» Work to be completed
Write out precisely the lines beginning with the line that contains "Where can the ripple" and ending with the last line of the entries, and no other lines.

● ● ● ● ● ● ●

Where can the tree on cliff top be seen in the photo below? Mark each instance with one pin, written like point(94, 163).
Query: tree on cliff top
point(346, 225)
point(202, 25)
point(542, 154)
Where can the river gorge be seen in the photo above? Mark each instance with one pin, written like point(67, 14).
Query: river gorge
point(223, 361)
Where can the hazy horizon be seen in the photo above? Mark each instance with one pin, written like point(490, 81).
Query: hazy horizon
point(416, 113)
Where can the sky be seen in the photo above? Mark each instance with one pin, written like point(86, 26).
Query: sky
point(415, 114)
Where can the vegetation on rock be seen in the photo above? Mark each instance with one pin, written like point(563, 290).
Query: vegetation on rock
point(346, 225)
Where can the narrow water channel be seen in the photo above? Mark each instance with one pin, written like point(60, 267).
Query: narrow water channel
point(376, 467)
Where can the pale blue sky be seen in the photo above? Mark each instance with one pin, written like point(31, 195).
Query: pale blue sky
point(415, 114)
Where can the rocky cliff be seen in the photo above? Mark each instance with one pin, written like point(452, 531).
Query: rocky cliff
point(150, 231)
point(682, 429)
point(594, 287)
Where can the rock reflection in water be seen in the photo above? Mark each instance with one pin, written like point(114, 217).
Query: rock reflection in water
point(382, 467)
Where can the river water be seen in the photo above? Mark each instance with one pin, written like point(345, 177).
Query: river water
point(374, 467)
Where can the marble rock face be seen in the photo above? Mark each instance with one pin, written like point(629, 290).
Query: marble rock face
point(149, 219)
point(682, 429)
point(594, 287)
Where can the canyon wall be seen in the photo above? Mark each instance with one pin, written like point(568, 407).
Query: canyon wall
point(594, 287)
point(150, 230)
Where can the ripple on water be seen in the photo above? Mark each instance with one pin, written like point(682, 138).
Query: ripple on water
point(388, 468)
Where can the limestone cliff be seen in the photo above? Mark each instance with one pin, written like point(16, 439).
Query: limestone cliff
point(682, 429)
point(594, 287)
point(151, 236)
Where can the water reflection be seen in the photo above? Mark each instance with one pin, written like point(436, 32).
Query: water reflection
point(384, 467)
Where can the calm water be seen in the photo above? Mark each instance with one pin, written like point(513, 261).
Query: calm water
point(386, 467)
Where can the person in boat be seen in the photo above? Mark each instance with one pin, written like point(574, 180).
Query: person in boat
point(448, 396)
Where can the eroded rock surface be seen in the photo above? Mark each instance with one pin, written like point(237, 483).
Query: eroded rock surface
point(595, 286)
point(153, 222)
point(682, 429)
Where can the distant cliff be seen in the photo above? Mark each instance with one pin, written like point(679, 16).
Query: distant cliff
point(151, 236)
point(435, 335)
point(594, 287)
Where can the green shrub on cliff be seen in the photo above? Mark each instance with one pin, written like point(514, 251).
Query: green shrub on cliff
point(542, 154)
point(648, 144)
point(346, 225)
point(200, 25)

● ● ● ● ● ● ●

» Solution to the exercise
Where can the ripple on water be seen in the photo above? Mark each instance with one pin, written like point(682, 138).
Query: ripple on water
point(388, 468)
Where can the limestone cliff be seen in the photo above? Mark each instance with one pin, written like point(16, 439).
Query: limestone cliff
point(682, 429)
point(594, 287)
point(151, 236)
Where can the water reflection be seen in the photo above? Mark each instance with one pin, written like point(436, 32).
Query: water reflection
point(384, 467)
Where can the calm water be seen in the photo above? Mark each instance with one pin, written like point(513, 261).
Query: calm water
point(386, 467)
Where can the person in boat be seen in the photo above? Mark each instance with one pin, written like point(574, 180).
Query: person in boat
point(448, 396)
Where can the eroded rock surface be seen in the photo above? Mark each instance with one pin, written like point(237, 483).
Query: eroded rock surface
point(595, 286)
point(153, 222)
point(682, 429)
Where can the distant cliff be seen in the photo above? Mark each instance with one pin, written like point(679, 16).
Query: distant cliff
point(151, 236)
point(435, 335)
point(594, 287)
Where can the green shrub on cliff be seen in the photo above? Mark each instance with one pin, written like point(514, 251).
Query: green shrub on cliff
point(542, 154)
point(648, 144)
point(346, 225)
point(200, 25)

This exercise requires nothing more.